### Objective
Convert all of the data below into a numbered list with one line per item, skipping any blank lines. Leave the pictures out.

--- Start of Given records ---

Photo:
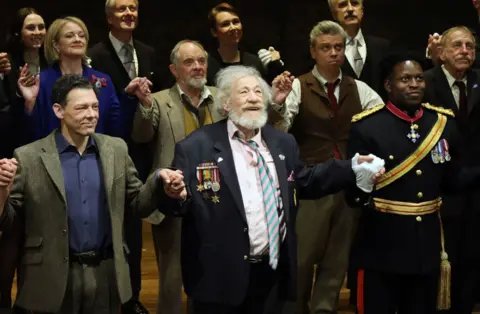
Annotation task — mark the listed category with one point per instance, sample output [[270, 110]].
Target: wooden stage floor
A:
[[150, 277]]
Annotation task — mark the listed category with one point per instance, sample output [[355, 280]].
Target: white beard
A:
[[248, 123], [197, 83]]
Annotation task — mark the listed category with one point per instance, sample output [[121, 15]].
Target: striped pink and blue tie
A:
[[271, 202]]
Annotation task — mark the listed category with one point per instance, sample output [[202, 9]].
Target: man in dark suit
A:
[[126, 60], [75, 255], [363, 52], [244, 180], [454, 84]]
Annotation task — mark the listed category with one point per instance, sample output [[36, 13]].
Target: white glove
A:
[[266, 56], [366, 171]]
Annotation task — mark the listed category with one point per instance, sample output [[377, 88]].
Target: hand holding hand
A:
[[173, 183], [367, 170], [281, 87]]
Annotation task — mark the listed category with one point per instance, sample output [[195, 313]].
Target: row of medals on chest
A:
[[437, 156]]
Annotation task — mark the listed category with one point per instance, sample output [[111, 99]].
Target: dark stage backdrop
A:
[[279, 23]]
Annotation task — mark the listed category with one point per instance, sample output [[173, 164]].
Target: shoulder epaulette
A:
[[363, 114], [444, 111]]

--- End of Given records ---

### Solution for this problem
1. Photo:
2. Annotation task — mark the listed category with one point per instance, sample output [[270, 110]].
3. Target: wooden stage floor
4. A:
5. [[150, 277]]
6. Annotation task — mark the listed category with one point per instance, sample output [[355, 280]].
7. Target: white beard
8. A:
9. [[248, 123], [197, 83]]
10. Annotation task — mark the listed category with one point per instance, sample output [[121, 15]].
11. Target: striped pink and blue tie
12. A:
13. [[271, 202]]
14. Annotation task — mark the listed category with one point per instance, sample output [[202, 9]].
15. Target: man in dark suit
16. A:
17. [[126, 60], [75, 255], [363, 52], [244, 180], [454, 84]]
18. Annotation task — mark the listed category with one point per instance, sample output [[36, 13]].
19. Target: white glove
20. A:
21. [[266, 56], [366, 171]]
22. Annotation task — mark the listed category with one point per instance, sample output [[377, 88]].
23. Target: hand holding hand
24. A:
25. [[173, 183], [367, 170], [281, 87]]
26. Annotation task — mark the listed category with one point per instance, sample output [[195, 313]].
27. Target: row of medals on chest
28. A:
29. [[437, 156]]
30. Annotation task — mark the listed category with one point per instance, sample output [[111, 99]].
31. Target: dark stage backdrop
32. A:
33. [[279, 23]]
34. Annotation task — mark the listed category with one point per instance, sample output [[173, 164]].
35. Target: shoulder epaulette
36. A:
37. [[363, 114], [444, 111]]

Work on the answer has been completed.